Reproduce the data exactly as given, except for any images.

Records from a data source

--------

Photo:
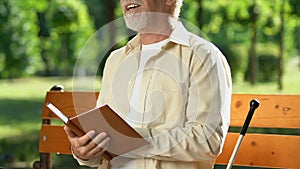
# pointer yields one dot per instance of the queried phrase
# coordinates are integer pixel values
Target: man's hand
(89, 146)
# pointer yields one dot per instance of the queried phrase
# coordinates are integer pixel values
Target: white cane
(253, 105)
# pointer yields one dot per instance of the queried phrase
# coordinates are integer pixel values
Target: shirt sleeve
(207, 113)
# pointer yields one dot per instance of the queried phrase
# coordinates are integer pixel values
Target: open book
(123, 137)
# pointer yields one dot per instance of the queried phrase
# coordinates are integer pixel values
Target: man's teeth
(131, 6)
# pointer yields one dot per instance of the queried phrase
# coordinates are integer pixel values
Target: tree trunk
(281, 47)
(252, 68)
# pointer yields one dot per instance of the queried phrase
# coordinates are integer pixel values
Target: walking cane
(253, 105)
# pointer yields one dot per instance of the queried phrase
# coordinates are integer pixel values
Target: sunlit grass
(291, 82)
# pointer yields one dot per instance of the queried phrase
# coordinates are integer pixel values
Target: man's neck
(150, 38)
(158, 35)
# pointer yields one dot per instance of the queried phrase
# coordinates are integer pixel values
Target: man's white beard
(137, 21)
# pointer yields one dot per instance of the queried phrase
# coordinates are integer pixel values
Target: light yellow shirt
(184, 101)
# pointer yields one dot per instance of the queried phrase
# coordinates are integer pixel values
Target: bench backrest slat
(70, 103)
(275, 111)
(264, 150)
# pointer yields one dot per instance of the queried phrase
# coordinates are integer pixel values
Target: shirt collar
(179, 34)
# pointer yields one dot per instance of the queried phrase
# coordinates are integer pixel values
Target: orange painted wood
(70, 103)
(275, 111)
(53, 139)
(263, 150)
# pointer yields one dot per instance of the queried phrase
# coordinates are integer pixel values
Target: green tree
(19, 52)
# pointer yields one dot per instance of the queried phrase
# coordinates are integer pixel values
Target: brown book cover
(103, 119)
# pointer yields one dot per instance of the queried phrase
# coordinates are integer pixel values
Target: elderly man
(172, 86)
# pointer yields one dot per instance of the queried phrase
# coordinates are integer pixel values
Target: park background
(40, 41)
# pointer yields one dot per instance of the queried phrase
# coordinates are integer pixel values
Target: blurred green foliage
(43, 37)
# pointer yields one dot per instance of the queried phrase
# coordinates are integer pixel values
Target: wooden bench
(276, 112)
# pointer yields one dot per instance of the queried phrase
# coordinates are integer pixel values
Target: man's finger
(87, 137)
(100, 148)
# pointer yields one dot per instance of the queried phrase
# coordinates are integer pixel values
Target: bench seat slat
(264, 150)
(275, 111)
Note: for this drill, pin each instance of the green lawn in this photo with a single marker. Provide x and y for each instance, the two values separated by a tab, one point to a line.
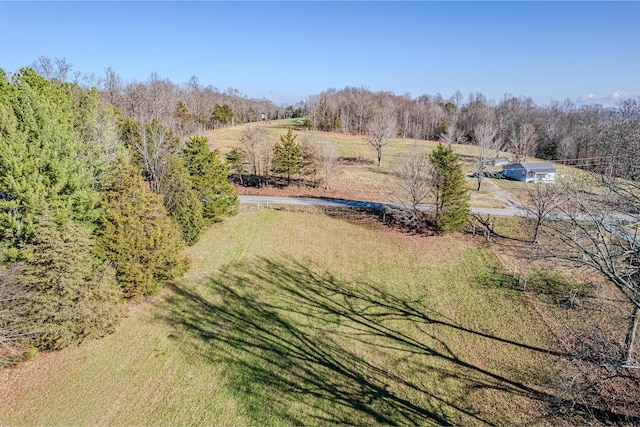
293	318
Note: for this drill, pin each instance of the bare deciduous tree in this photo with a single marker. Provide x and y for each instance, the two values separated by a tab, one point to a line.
258	148
485	138
319	155
600	232
542	200
521	140
381	128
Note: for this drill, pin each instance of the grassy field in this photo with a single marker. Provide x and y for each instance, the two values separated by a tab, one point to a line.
356	181
294	318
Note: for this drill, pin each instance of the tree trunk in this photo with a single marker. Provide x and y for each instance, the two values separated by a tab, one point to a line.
631	335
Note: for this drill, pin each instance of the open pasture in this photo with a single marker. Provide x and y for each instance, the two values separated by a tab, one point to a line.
294	318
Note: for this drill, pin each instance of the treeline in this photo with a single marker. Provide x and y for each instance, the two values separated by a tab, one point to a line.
96	206
591	137
187	108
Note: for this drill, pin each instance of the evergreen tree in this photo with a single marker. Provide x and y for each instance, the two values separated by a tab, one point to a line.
67	294
136	234
287	156
209	175
181	201
40	160
452	201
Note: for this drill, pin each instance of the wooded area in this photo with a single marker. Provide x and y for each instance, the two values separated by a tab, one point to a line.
103	183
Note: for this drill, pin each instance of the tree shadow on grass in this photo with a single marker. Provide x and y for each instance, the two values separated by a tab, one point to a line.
303	347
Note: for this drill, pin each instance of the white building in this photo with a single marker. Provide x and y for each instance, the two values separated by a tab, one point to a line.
531	172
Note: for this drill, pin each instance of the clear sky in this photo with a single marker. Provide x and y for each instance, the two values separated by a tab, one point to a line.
285	51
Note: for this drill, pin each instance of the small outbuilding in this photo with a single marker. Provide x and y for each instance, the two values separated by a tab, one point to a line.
534	172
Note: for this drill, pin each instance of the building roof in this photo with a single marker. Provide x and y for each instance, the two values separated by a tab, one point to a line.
537	167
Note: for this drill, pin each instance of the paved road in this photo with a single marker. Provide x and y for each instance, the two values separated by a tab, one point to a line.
360	204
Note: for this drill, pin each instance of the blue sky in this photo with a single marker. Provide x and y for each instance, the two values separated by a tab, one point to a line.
285	51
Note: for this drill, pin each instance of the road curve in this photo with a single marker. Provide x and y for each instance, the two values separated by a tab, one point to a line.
360	204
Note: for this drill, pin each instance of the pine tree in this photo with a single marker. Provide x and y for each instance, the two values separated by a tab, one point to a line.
452	201
209	175
68	295
136	234
181	201
287	156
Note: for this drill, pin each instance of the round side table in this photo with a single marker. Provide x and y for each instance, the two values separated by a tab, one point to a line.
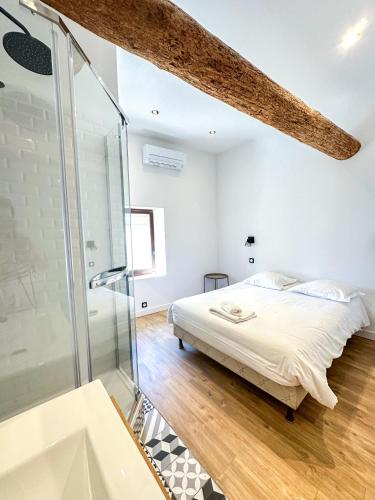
216	277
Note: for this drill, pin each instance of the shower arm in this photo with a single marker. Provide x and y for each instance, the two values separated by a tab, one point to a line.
15	21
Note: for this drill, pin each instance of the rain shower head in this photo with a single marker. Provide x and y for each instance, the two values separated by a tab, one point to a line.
26	50
29	52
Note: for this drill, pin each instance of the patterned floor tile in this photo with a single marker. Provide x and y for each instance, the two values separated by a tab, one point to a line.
185	476
147	405
165	449
210	491
153	426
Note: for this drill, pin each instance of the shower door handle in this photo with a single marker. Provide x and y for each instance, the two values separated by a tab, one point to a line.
108	277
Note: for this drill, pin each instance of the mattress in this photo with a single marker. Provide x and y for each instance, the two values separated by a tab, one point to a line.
292	341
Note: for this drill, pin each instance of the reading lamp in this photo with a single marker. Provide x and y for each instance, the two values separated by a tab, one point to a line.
250	241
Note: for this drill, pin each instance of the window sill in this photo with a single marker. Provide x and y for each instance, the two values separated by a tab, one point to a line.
149	276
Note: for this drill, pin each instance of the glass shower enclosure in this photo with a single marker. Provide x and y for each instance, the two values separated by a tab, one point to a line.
66	291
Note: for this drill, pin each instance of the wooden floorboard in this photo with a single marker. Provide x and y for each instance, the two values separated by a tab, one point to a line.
240	434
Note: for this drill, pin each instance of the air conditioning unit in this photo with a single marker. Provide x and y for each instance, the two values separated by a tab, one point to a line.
161	157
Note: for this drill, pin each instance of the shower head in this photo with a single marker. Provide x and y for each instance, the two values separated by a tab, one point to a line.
26	50
29	52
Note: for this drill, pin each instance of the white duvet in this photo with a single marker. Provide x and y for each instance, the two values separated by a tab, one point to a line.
293	339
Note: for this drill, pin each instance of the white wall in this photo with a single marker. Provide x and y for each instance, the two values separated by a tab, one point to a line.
312	216
189	200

--------

Response to this task
Photo:
# pointer yields one dot per instance of the queried phrase
# coordinates are integer pixel values
Target: man's hand
(89, 146)
# pointer yields one dot per instance of the queried phrase
# coordinates are integer pixel values
Target: white cane
(253, 105)
# pointer yields one dot per instance of the queried phrase
# coordinates are integer pixel values
Target: shirt sleeve
(207, 113)
# pointer yields one dot per instance of the queried phrase
# coordinates are integer pixel values
Target: open book
(123, 137)
# pointer yields one dot per instance of the queried phrase
# coordinates are integer pixel values
Target: man's teeth
(131, 6)
# pointer yields one dot per instance of the queried phrase
# coordinates are integer pixel values
Target: tree trunk
(281, 47)
(252, 68)
# pointer yields one dot per instance of the queried phrase
# coordinates are integer pixel values
Target: walking cane
(253, 105)
# pointer yields one dot per instance of the queried phrase
# coordinates are integer pixel values
Target: sunlit grass
(291, 82)
# pointer yields one dot per instance of the queried phrase
# coordinates are integer pixel values
Target: man's neck
(150, 38)
(158, 35)
# pointer yields one dot per instance of the queried phrase
# coordinates are integer pixel values
Target: man's white beard
(137, 21)
# pointer yields one dot per instance of the queried phrase
# coordinates are integer pixel values
Target: light yellow shirt
(184, 101)
# pointer yields one dot per instance of the queried phrase
# coordinates are integer pixel values
Target: bench backrest slat
(70, 103)
(275, 111)
(264, 150)
# pointer yields one dot per instance of the queried phrase
# coordinates are integer pixel values
Target: shirt collar
(179, 34)
# pointer yields one dot per instance of the queried phrase
# coordinates are integer pixel values
Target: orange painted wood
(70, 103)
(275, 111)
(53, 139)
(263, 150)
# pointer yields one dot per instance of the queried phrase
# coordinates are integer pixel values
Target: green tree
(19, 52)
# pointer yields one dot per instance of the queried phrase
# coordinates are integer pixel values
Target: brown book cover
(103, 119)
# pointer yields one dot per instance of the queried phrase
# coordinates are integer pixel values
Target: elderly man
(172, 86)
# pointer yields one dot per instance of the queried phrase
# coordinates are integer pixel values
Target: park background
(40, 41)
# pointer yields one dot per instance of the queried phrase
# coordinates are integer pixel values
Target: blurred green foliage
(43, 37)
# pointer yields one dot per instance of the queried phrase
# coordinates are integer pixel values
Target: wooden bench
(276, 112)
# pointer yields one dot per instance of the queried phrase
# coordinates are integer pixel values
Target: man's finger
(87, 137)
(100, 148)
# pointer yields one dot per instance of the queried phrase
# coordinates are integer pixel values
Target: bench seat slat
(264, 150)
(275, 111)
Note: for this drill, pin each instance of the green lawn in this photo with a single marker. Provide x and y for each instance, the two values separated by a tab, one point to a line.
293	318
Note: for this drill, pin each instance of the bare deciduous tree in this photo with a single marker. Provide x and y for each instance, the two values separated by a tab, one point to a line.
258	148
485	138
319	155
600	232
542	200
521	140
381	128
Note: for this drill, pin each instance of the grassy field in this photo with a single marker. Provide x and y for each instance, the two values separated by a tab, one point to a line.
356	181
294	318
Note: for this drill, pin each instance of the tree trunk in this photo with a single marker. Provide x and y for each instance, the two values separated by a tab, one point to a line.
631	335
Note: for this drill, pin each instance of the open pasture in this photo with a single marker. Provide x and y for each instance, the two values separated by a tab, one point to a line.
294	318
Note: for this drill, pin each instance of the treeline in this photo with a single marker. Provide x and y for each instance, the two values separated by a tab, one point to a line.
96	206
591	137
187	108
Note: for this drill, pin each instance of the evergreen tree in this photo with a single marker. Provide x and y for each instance, the two values separated by a tab, one point to a line.
67	294
136	234
287	156
209	175
181	201
40	160
452	201
Note: for this drill, pin each instance of the wooded area in this photo with a single marker. Provide x and y for each instance, the two values separated by a tab, one point to a line.
103	183
Note: for this drill, pin each instance of the tree shadow on grass in this photo with a single marker. Provide x and y for each instance, the two values separated by a tab, one point to a line.
303	347
Note: for this drill, pin each instance of the white building in this photo with a single marker. Provide x and y for each instance, the two values separated by a tab, one point to a line.
531	172
Note: for this drill, pin each instance of the clear sky in this photo with a single marker. Provide x and y for each instance, the two values separated by a tab, one point to a line.
285	51
Note: for this drill, pin each instance of the small outbuilding in this photo with a single marker. Provide x and y for each instance, the two values separated by a tab, one point to a line.
534	172
Note: for this drill, pin each instance of the building roof in this photo with a single marker. Provide x and y for each instance, the two values separated by a tab, one point to a line.
537	167
Note: for this drill, pin each instance of the paved road in this photo with a single marker. Provide x and y for each instance, the two values separated by a tab, one point to a line.
360	204
Note: for this drill, pin each instance of the blue sky in this photo with a single marker. Provide x and y for each instance, the two values separated by a tab, one point to a line.
285	51
Note: for this drill, pin each instance of the road curve in this photo with a single marker. Provide x and y for each instance, the two values separated by a tab, one point to a line.
360	204
Note: for this drill, pin each instance of the pine tree in this photo with a single marker. Provide x and y for each instance, the two values separated by a tab, one point to a line.
452	201
209	175
68	295
136	234
181	201
287	156
Note: for this drill, pin each instance of the round side table in this photo with a single marker. Provide x and y for each instance, the two values separated by a tab, one point to a line.
216	277
Note: for this drill, pin each instance of the shower arm in this photo with a single marker. Provide x and y for each instance, the two values separated by a tab, one point to a line.
15	21
Note: for this drill, pin each instance of the rain shower head in this photo with a single marker. Provide x and y for each instance, the two values separated by a tab, one point to a line.
26	50
29	52
Note: for this drill, pin each instance of the patterned floor tile in this photo with a single marker. Provide x and y for each instance, the two values separated by a tab, one point to a line.
185	476
147	405
165	449
210	491
153	426
Note: for this drill, pin each instance of the shower door handle in this photo with a single marker. Provide x and y for each instance, the two values separated by a tab, one point to a line.
108	277
Note: for this drill, pin each instance of the mattress in this photo with a single marker. Provide x and y for each instance, the two values separated by a tab, one point to a line.
292	341
Note: for this drill, pin each instance of the reading lamp in this photo with a single marker. Provide x and y for each instance, the two values separated by a tab, one point to a line.
250	241
Note: for this drill, pin each instance of the window sill in this photo with a single marker. Provide x and y for each instance, the two values separated by a tab, one point to a line.
149	276
Note: for this drill, pin each instance of the glass shower enclosure in this photo with a single marker. Provide x and y for each instance, the two values separated by a tab, one point to a line.
66	291
Note: for this drill, pin each instance of the wooden floorboard in this photo with a single marker. Provide x and y for each instance, the two values separated by a tab, one point to a line.
240	434
Note: for this drill, pin each instance of the air conditioning unit in this photo with a single marker. Provide x and y for each instance, the two values separated by a tab, one point to a line.
161	157
Note: for this drill, pin each instance of the shower head in this photo with a single marker. Provide x and y for each instance, the two values separated by a tab, one point to a line.
26	50
29	52
Note: for this drill, pin each instance of the white duvet in this photo with a single marker. Provide x and y for each instance, the two values separated by a tab, one point to a line.
293	339
Note: for this drill, pin each instance of the white wall in this photo with a single marker. Provide x and y for each instance, the two values separated by a tab, one point to a line.
312	216
189	200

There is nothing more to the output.